▶ **Written request**
Please give every item below as a two-column CSV with the headers instruction and response, one row per item. Put each item's text and its answer in a single quoted field, with line breaks replaced by spaces.

☆ ☆ ☆ ☆ ☆

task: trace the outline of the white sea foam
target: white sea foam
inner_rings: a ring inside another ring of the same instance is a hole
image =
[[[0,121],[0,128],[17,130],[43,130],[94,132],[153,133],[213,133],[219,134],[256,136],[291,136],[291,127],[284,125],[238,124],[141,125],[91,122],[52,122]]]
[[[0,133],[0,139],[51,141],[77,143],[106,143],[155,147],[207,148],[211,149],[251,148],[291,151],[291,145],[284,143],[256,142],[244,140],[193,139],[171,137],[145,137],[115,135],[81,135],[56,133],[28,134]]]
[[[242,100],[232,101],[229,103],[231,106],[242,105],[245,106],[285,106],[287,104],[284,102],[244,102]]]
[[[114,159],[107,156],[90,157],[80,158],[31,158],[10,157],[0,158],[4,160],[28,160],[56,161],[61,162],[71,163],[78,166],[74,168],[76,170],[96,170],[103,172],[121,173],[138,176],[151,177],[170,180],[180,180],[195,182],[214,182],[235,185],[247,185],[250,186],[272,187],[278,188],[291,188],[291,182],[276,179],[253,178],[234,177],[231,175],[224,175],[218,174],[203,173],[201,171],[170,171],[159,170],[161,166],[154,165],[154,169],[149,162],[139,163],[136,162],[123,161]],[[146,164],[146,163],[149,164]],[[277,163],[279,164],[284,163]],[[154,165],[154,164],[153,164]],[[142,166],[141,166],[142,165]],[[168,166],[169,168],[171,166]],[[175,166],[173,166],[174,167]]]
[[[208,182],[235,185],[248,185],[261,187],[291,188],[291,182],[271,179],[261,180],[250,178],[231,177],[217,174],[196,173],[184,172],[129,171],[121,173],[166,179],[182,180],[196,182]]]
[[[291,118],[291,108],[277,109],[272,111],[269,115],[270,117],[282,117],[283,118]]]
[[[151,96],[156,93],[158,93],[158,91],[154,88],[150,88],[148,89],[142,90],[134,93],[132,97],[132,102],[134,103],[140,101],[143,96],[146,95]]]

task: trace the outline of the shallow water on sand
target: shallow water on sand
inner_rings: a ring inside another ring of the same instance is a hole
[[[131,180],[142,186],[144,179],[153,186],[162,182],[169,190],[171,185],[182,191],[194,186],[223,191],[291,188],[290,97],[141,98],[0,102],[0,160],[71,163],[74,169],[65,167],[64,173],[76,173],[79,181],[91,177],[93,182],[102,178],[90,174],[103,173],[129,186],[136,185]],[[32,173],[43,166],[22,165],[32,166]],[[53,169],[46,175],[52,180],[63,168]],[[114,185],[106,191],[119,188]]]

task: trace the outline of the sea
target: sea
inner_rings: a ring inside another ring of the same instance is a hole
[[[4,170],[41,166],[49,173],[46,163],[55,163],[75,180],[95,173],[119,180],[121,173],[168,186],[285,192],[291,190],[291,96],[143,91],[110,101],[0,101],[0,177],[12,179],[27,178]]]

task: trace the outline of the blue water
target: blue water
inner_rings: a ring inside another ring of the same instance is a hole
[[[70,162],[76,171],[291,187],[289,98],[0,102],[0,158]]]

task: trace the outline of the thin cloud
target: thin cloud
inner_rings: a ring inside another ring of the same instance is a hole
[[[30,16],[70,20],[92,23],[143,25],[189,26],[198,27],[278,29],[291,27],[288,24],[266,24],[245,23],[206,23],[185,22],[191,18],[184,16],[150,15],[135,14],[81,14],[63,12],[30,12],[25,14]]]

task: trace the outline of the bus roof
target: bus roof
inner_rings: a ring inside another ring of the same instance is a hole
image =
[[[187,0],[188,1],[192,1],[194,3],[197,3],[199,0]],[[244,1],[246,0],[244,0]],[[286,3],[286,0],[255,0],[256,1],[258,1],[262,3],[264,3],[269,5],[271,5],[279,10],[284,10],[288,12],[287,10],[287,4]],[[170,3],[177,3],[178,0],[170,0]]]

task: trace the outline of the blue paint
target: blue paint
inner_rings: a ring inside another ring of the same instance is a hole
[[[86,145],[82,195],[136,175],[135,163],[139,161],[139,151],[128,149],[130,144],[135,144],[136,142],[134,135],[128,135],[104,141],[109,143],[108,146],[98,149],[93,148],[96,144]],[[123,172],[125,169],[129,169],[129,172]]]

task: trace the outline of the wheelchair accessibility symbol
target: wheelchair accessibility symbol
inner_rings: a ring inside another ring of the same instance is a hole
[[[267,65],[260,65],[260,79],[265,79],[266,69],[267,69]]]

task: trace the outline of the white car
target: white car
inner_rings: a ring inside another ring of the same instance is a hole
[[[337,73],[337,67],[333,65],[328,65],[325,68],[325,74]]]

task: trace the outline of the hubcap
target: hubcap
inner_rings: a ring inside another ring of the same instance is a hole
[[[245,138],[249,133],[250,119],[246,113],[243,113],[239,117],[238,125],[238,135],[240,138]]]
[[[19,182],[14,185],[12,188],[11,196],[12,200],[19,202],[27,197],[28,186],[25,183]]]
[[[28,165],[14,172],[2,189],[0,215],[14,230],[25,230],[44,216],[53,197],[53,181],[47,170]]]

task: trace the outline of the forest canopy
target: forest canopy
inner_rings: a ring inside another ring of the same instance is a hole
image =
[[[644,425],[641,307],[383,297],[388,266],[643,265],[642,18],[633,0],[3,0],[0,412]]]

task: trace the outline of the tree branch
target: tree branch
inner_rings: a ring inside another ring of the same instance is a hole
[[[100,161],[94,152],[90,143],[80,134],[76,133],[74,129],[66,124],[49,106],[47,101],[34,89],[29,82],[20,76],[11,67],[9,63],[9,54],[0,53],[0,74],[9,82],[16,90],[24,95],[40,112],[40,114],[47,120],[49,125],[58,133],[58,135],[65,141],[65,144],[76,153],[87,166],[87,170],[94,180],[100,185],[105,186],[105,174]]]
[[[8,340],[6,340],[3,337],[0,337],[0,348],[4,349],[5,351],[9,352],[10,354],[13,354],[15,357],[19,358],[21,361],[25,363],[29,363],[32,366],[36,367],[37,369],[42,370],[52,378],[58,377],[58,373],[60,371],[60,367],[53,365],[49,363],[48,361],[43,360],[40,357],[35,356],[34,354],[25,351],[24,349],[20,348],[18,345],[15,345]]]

☆ ☆ ☆ ☆ ☆

▶ **Expected answer**
instruction,response
"task: trace the outline of the white sea foam target: white sea foam inner_rings: a ring inside another ring of the same instance is a hole image =","[[[0,121],[0,128],[17,130],[43,130],[94,132],[153,133],[213,133],[219,134],[256,136],[291,136],[291,127],[284,125],[238,124],[141,125],[91,122],[52,122]]] [[[0,133],[0,139],[51,141],[77,143],[106,143],[155,147],[207,148],[211,149],[251,148],[291,151],[291,145],[284,143],[256,142],[244,140],[193,139],[171,137],[145,137],[115,135],[81,135],[56,133],[28,134]]] [[[242,100],[232,101],[229,103],[231,106],[242,105],[245,106],[285,106],[287,104],[284,102],[244,102]]] [[[114,159],[107,156],[90,157],[80,158],[31,158],[10,157],[0,158],[4,160],[28,160],[56,161],[61,162],[71,163],[78,166],[74,168],[76,170],[96,170],[103,172],[121,173],[138,176],[151,177],[170,180],[180,180],[195,182],[214,182],[235,185],[247,185],[250,186],[272,187],[278,188],[291,188],[291,182],[276,179],[253,178],[234,177],[231,175],[224,175],[218,174],[203,173],[201,171],[170,171],[159,170],[161,166],[154,165],[154,169],[149,162],[139,163],[136,162],[123,161]],[[146,164],[146,163],[149,164]],[[277,163],[279,164],[284,163]],[[154,165],[154,164],[153,164]],[[142,166],[141,166],[142,165]],[[168,166],[169,168],[171,166]],[[175,166],[173,166],[174,167]]] [[[208,182],[235,185],[248,185],[261,187],[291,188],[291,182],[271,179],[261,180],[250,178],[231,177],[217,174],[196,173],[184,172],[129,171],[121,173],[166,179],[182,180],[196,182]]] [[[291,118],[291,108],[277,109],[272,111],[269,115],[270,117],[282,117],[283,118]]] [[[151,96],[156,93],[158,93],[158,91],[154,88],[150,88],[148,89],[142,90],[134,93],[132,97],[132,102],[134,103],[140,101],[143,96],[146,95]]]"
"task: trace the outline of the shallow water on sand target: shallow water on sand inner_rings: a ring inside another ring of the same instance is a hole","[[[131,180],[142,186],[144,179],[153,186],[162,182],[169,190],[171,185],[182,191],[194,186],[223,191],[291,188],[290,97],[141,98],[0,102],[0,160],[71,163],[74,169],[65,167],[64,173],[76,173],[79,181],[91,177],[93,182],[102,178],[90,174],[103,173],[129,186],[136,185]],[[32,173],[43,166],[22,165],[32,166]],[[53,169],[46,175],[52,180],[63,168]],[[114,185],[106,191],[119,188]]]"
"task: trace the outline of the sea target: sea inner_rings: a ring inside another ring of the same instance is a hole","[[[4,170],[41,166],[49,173],[46,163],[55,163],[75,180],[95,173],[119,180],[121,173],[168,186],[285,192],[291,190],[291,96],[143,91],[110,101],[0,101],[0,177],[12,179],[27,178]]]"
"task: trace the outline of the blue water target: blue water inner_rings: a ring inside another ring of the same instance is a hole","[[[70,162],[76,171],[291,187],[289,98],[0,102],[0,158]]]"
"task: trace the outline of the thin cloud target: thin cloud inner_rings: a ring inside another ring of the same instance is a hole","[[[30,16],[70,20],[92,23],[143,25],[189,26],[198,27],[278,29],[291,27],[288,24],[266,24],[245,23],[206,23],[185,22],[191,18],[184,16],[150,15],[135,14],[81,14],[63,12],[30,12],[25,14]]]"
"task: trace the outline of the bus roof target: bus roof inner_rings: a ring inside another ring of the same instance is a hole image =","[[[187,0],[188,1],[192,1],[194,3],[197,3],[199,0]],[[244,1],[246,0],[244,0]],[[286,3],[286,0],[255,0],[256,1],[258,1],[262,3],[264,3],[269,5],[271,5],[279,10],[284,10],[288,12],[287,10],[287,4]],[[170,3],[177,3],[178,0],[170,0]]]"
"task: trace the outline of the blue paint target: blue paint inner_rings: a ring inside another ring of the same instance is a hole","[[[86,145],[82,195],[136,175],[135,163],[139,161],[139,151],[128,149],[130,144],[135,144],[136,142],[134,135],[128,135],[104,141],[109,143],[108,146],[98,149],[93,148],[96,144]],[[123,172],[125,169],[129,169],[129,172]]]"
"task: trace the outline of the wheelchair accessibility symbol target: wheelchair accessibility symbol inner_rings: a ring inside another ring of the same instance is a hole","[[[267,65],[260,65],[260,79],[265,79],[266,69],[267,69]]]"
"task: trace the outline of the white car target: white car inner_rings: a ring inside another ring of the same instance is a hole","[[[337,73],[337,67],[333,65],[328,65],[325,68],[325,74]]]"
"task: trace the outline of the hubcap target: hubcap inner_rings: a ring inside another ring of the same instance is a hole","[[[245,138],[249,133],[250,119],[246,113],[243,113],[239,117],[238,125],[238,135],[240,138]]] [[[19,182],[14,185],[12,188],[11,196],[12,200],[19,202],[27,197],[28,186],[25,183]]] [[[28,165],[14,172],[2,189],[0,215],[14,230],[25,230],[44,216],[53,197],[53,181],[47,170]]]"
"task: trace the outline of the forest canopy target: forest canopy inner_rings: a ring inside another ring of the same instance is a hole image =","[[[644,425],[641,307],[383,297],[388,266],[643,265],[642,18],[633,0],[3,0],[0,412]]]"
"task: trace the outline of the tree branch target: tree branch inner_rings: a ring inside another ring of the same instance is a hole","[[[100,161],[94,152],[90,143],[80,134],[76,133],[74,129],[66,124],[49,106],[47,101],[34,89],[29,82],[20,76],[11,67],[9,63],[9,54],[0,53],[0,74],[9,82],[16,90],[24,95],[40,112],[40,114],[47,120],[49,125],[58,133],[58,135],[65,141],[65,144],[76,153],[87,166],[87,170],[94,180],[100,185],[105,186],[105,174]]] [[[8,340],[6,340],[3,337],[0,337],[0,348],[4,349],[5,351],[9,352],[10,354],[13,354],[15,357],[19,358],[21,361],[25,363],[29,363],[32,366],[36,367],[37,369],[42,370],[52,378],[58,377],[58,373],[60,371],[60,367],[53,365],[49,363],[48,361],[43,360],[40,357],[35,356],[34,354],[25,351],[24,349],[20,348],[18,345],[15,345]]]"